**Data section:**
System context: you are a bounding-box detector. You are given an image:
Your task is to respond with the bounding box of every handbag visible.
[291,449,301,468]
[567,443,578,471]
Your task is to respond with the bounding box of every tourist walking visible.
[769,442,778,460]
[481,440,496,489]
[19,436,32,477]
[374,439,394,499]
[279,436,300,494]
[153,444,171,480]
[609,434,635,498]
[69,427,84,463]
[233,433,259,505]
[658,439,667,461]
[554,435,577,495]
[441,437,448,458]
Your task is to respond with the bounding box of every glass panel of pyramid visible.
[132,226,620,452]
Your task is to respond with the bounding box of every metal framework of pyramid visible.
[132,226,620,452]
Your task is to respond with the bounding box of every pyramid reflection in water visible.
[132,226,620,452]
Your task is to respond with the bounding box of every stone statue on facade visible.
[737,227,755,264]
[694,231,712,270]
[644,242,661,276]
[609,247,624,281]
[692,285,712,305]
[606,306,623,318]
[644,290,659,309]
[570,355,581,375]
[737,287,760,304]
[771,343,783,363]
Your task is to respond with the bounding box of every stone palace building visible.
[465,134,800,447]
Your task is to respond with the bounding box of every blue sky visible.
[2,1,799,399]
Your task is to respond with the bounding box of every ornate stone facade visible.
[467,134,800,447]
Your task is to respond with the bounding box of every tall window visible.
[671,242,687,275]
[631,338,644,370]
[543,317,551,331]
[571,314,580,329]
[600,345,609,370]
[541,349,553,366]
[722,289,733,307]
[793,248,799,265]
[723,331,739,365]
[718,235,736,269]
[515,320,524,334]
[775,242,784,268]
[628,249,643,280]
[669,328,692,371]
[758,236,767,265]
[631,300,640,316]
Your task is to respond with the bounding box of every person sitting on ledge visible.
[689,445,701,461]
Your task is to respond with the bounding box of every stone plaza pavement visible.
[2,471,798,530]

**What to produce:** Once the records are read, print each of them exactly as written.

**Result of the task:**
System context: you are a bounding-box detector. You are given an image:
Your task is to respond with the bounding box of every handbag visible.
[291,449,301,468]
[567,443,578,471]
Your task is to respond with the bounding box of every tourist walking visible.
[769,442,778,460]
[481,440,496,489]
[19,436,32,477]
[374,439,394,499]
[279,436,300,494]
[153,444,171,480]
[609,434,635,498]
[69,427,84,463]
[233,433,259,505]
[658,439,667,461]
[554,435,577,495]
[441,437,448,458]
Your task is to respond with the bounding box of every glass panel of pyramid visible.
[132,226,620,452]
Your task is to respond with the bounding box of every metal framework of pyramid visible.
[132,226,620,452]
Your task is to respond with the bounding box of every pyramid reflection in water visible.
[132,226,620,452]
Your task is to respond with the bounding box of every stone statue on facade visible.
[737,227,755,264]
[694,231,712,270]
[644,242,661,276]
[609,247,624,281]
[692,285,712,305]
[606,306,623,318]
[644,290,659,309]
[570,355,581,375]
[737,287,760,304]
[771,343,783,363]
Your task is to respond with the bounding box of every stone palace building visible.
[465,134,800,447]
Your task is to respond with the bounding box of every blue sky visible.
[2,1,799,399]
Your task is to respond with the bounding box of every ornate stone facade visible.
[467,134,800,447]
Your task is to respond with the bounding box of every tall window visible.
[671,242,687,275]
[631,338,644,370]
[543,317,551,331]
[571,314,580,329]
[600,345,609,370]
[541,349,553,366]
[722,289,733,307]
[793,248,799,265]
[723,331,739,365]
[718,235,736,269]
[515,320,524,334]
[775,242,784,268]
[628,249,643,280]
[669,328,692,371]
[758,236,767,265]
[631,300,640,316]
Your task is to respond with the bounding box of every person sitting on ledge visible.
[689,445,701,461]
Your task is to respond with the bounding box of every stone plaza pavement visible.
[2,471,798,530]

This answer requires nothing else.